Stated task A:
In the Route 21 article, which company was the contractor on the $25.1 million project?
Stated task B:
Reproduce the Route 21 article word for word, starting at "Mon March 23, 2009" and ending at "in March 2007.".

Passage shown:

※ ※ ※

Mon March 23, 2009 - Midwest Edition
Kathie Sutin


Motorists in Jefferson County, Mo., near St. Louis enjoyed a nice surprise recently when the Missouri Department of Transportation (MoDOT) opened a 4-mi. (6.4 km) stretch of Route 21 eight months early.

The new segment from Lake Lorraine Road to Hayden Road is one of several projects to construct a new road to replace the old Route 21, a winding, hilly two-lane road that was considered one of the most dangerous in the state.

Motorists can now access to highway from a new interchange at Old Route 21 near Lake Lorraine and from a new diamond interchange at Hayden Road. Fred Weber Inc. was the contractor on the $25.1 million project which was started in March 2007.

Safety was the driving factor in construction of a new Route 21, Judy Wagner, MoDOT area engineer, said.

※ ※ ※

Given data:
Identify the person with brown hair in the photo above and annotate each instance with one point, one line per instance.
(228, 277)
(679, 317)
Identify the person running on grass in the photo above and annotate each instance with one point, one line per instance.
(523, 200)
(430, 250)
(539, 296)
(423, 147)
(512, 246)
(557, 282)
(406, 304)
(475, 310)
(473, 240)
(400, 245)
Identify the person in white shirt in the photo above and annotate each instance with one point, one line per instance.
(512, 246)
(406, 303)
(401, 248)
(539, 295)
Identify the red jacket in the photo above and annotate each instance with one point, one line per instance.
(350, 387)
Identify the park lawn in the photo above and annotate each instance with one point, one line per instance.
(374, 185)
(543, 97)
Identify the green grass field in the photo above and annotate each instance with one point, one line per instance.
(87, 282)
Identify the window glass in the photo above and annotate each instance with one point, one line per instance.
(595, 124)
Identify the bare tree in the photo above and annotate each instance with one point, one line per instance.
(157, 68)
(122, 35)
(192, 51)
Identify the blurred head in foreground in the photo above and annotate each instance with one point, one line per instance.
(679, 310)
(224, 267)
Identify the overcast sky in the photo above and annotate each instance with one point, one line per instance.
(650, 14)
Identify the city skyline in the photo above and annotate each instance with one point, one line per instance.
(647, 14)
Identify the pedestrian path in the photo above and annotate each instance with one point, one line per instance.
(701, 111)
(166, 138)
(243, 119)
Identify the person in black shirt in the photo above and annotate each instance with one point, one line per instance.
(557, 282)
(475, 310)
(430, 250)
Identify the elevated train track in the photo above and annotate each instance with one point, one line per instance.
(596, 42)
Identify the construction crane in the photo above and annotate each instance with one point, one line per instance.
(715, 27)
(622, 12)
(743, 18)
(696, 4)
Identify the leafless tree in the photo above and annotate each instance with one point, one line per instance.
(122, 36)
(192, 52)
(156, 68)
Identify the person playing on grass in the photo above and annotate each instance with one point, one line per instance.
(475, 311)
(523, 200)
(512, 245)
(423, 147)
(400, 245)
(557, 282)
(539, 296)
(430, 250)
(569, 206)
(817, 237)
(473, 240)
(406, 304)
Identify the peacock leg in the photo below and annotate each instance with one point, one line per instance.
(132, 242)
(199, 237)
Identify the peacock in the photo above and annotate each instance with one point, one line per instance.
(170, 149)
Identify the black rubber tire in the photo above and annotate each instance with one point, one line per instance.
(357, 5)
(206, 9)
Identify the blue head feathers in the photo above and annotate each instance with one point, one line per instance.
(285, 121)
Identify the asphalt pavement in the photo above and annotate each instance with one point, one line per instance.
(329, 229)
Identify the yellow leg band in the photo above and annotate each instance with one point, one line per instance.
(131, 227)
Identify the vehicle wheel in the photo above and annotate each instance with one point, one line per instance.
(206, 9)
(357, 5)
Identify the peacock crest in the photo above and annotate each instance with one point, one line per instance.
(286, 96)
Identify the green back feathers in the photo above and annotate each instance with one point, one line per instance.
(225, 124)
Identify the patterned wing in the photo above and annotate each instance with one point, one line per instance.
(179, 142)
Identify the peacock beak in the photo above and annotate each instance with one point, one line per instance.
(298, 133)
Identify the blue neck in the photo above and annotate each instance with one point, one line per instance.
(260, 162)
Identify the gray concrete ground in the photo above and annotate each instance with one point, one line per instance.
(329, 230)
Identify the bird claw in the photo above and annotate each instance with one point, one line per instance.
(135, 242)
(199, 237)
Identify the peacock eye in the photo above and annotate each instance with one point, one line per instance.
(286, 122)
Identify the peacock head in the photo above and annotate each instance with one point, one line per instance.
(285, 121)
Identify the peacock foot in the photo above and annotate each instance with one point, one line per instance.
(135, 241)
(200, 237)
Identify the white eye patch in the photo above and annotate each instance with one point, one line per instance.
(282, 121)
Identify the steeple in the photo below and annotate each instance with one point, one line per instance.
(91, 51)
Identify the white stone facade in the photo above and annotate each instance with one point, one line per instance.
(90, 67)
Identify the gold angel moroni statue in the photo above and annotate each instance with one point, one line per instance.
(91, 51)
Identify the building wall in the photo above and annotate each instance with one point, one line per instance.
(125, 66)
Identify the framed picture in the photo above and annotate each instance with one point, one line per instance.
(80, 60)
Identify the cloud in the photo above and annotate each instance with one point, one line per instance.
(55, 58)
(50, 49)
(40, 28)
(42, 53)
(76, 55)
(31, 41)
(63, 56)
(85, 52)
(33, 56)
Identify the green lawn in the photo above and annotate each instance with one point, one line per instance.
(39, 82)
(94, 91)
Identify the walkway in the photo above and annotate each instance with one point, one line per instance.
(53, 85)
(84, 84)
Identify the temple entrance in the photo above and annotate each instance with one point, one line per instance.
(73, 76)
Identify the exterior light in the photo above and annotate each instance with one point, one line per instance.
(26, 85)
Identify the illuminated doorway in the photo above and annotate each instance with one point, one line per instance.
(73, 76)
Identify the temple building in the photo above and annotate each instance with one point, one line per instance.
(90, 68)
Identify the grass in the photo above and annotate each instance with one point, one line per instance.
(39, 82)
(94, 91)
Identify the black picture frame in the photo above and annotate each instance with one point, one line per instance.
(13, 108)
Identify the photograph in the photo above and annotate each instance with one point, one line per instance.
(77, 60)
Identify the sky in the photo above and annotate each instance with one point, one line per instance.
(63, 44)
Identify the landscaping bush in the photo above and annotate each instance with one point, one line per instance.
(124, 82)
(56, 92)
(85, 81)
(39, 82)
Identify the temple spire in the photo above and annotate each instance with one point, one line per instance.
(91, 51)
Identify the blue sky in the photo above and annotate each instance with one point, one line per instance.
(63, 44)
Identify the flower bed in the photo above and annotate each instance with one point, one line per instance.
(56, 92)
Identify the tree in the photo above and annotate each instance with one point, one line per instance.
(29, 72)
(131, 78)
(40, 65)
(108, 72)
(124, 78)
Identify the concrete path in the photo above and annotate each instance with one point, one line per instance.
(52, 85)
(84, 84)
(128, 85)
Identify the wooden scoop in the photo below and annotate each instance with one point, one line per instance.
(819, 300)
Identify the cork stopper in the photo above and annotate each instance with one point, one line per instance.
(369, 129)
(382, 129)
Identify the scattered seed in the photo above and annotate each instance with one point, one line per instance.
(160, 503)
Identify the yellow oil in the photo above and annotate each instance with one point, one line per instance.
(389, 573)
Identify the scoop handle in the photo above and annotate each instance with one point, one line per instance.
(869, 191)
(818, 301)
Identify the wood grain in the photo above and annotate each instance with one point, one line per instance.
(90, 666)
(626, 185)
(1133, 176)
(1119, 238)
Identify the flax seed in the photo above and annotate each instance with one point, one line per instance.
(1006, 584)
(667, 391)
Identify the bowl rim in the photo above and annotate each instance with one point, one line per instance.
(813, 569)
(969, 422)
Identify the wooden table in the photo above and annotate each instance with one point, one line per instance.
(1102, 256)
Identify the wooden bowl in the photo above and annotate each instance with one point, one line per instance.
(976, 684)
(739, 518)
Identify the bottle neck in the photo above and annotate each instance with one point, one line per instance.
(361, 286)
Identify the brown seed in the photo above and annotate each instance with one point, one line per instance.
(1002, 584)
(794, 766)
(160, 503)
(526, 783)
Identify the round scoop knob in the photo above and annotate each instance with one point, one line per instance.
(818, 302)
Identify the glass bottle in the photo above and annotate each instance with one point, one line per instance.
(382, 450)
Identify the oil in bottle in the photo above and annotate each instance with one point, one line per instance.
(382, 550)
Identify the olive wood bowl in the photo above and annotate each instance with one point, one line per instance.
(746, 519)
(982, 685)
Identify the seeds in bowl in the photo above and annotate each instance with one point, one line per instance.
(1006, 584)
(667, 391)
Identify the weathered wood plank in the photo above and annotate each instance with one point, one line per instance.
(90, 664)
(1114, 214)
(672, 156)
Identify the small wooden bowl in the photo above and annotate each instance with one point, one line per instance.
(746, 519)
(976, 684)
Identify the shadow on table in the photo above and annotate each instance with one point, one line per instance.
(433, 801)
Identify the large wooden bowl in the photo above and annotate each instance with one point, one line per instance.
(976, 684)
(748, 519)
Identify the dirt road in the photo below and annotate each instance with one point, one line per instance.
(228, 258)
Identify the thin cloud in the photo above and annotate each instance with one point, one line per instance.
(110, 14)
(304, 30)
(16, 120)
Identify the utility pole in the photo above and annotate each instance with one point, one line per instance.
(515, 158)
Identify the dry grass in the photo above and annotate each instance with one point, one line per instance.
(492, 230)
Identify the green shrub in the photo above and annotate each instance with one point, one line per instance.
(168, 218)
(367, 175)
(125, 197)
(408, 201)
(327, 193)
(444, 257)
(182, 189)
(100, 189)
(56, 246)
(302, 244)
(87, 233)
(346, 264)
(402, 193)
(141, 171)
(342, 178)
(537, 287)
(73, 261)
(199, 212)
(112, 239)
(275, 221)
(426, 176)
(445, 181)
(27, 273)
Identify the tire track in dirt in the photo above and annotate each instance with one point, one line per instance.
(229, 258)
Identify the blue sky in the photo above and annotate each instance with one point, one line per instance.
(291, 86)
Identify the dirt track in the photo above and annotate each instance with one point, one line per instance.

※ ※ ※

Correct answer A:
Fred Weber Inc.

Correct answer B:
Mon March 23, 2009 - Midwest Edition
Kathie Sutin


Motorists in Jefferson County, Mo., near St. Louis enjoyed a nice surprise recently when the Missouri Department of Transportation (MoDOT) opened a 4-mi. (6.4 km) stretch of Route 21 eight months early.

The new segment from Lake Lorraine Road to Hayden Road is one of several projects to construct a new road to replace the old Route 21, a winding, hilly two-lane road that was considered one of the most dangerous in the state.

Motorists can now access to highway from a new interchange at Old Route 21 near Lake Lorraine and from a new diamond interchange at Hayden Road. Fred Weber Inc. was the contractor on the $25.1 million project which was started in March 2007.